## Brief 1
According to the review of Frankenstein: Lost Souls, how did the Frankenstein series come to be a set of novels? Answer in one to three sentences.
## Brief 2
Please answer these questions from the review of Frankenstein: Lost Souls.
(a) What ISBN is given for the book?
(b) Who wrote the review?
(c) Who co-wrote City of Night with Koontz?

## Article

= = = = = = =

Frankenstein: Lost Souls by Dean Koontz (Harper, 2010)
ISBN 978-0-00-735384-2
Reviewed by Robert Hood
Dean Koontz’s Frankenstein series began life as a treatment for a TV series. When best-selling horror author Koontz withdrew, citing creative differences, he took the concept with him, and turned it into a series of novels — the first two, Prodigal Son and City of Night, co-written with Kevin J. Anderson and Ed Gorman respectively. The third, Dead and Alive, and the most recent, Lost Souls, saw Koontz taking over the reins solo.

= = = = = = =

Items listed in a dataset
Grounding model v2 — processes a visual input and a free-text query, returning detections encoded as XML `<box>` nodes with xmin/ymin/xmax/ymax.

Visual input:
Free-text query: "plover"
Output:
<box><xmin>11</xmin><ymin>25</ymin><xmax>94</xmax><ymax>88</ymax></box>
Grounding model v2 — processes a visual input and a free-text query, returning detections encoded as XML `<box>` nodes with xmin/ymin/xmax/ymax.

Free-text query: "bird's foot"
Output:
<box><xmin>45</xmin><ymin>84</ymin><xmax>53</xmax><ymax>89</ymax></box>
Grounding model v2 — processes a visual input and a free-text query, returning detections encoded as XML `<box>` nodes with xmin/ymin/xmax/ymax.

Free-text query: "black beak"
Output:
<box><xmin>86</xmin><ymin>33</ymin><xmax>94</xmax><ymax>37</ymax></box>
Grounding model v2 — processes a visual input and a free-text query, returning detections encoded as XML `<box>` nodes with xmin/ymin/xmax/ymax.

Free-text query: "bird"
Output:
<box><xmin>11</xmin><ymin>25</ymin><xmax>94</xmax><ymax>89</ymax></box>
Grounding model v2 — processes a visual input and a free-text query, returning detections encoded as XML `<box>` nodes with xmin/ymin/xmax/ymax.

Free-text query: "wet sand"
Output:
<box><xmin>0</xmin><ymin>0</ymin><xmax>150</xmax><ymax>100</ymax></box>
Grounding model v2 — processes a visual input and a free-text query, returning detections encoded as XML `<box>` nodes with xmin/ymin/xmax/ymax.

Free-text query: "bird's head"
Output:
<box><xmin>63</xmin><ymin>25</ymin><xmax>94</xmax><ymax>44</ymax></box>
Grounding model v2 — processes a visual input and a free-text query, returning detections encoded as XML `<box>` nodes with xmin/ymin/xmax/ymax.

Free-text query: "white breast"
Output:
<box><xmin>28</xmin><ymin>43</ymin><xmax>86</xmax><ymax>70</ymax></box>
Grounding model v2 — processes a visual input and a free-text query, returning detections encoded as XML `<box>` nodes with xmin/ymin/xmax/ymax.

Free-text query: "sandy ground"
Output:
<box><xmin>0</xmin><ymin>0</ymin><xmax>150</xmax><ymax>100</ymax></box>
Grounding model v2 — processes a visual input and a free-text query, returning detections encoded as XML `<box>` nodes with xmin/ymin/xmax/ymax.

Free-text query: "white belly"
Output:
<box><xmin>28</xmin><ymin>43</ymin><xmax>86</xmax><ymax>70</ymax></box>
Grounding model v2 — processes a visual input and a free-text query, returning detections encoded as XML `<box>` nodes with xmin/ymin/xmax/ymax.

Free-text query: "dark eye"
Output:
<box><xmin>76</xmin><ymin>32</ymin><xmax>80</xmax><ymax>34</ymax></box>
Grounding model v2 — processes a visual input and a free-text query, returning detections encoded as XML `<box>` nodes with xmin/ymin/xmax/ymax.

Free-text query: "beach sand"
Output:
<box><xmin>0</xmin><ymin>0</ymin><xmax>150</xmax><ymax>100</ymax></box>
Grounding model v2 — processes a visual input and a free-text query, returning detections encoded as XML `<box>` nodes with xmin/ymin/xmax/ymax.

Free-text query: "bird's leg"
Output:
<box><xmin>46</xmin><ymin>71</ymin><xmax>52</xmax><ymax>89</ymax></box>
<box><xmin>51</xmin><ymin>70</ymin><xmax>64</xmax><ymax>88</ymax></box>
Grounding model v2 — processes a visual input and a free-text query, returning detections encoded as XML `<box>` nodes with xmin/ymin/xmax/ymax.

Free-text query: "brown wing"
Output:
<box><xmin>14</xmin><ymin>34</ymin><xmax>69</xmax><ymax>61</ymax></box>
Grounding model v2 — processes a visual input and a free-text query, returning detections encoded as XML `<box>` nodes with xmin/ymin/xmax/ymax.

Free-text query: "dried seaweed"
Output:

= = = = = = =

## Full output 1
The series began as a treatment for a TV series. When Koontz withdrew from that project, citing creative differences, he took the concept with him and turned it into a series of novels.

## Full output 2
(a) 978-0-00-735384-2
(b) Robert Hood
(c) Ed Gorman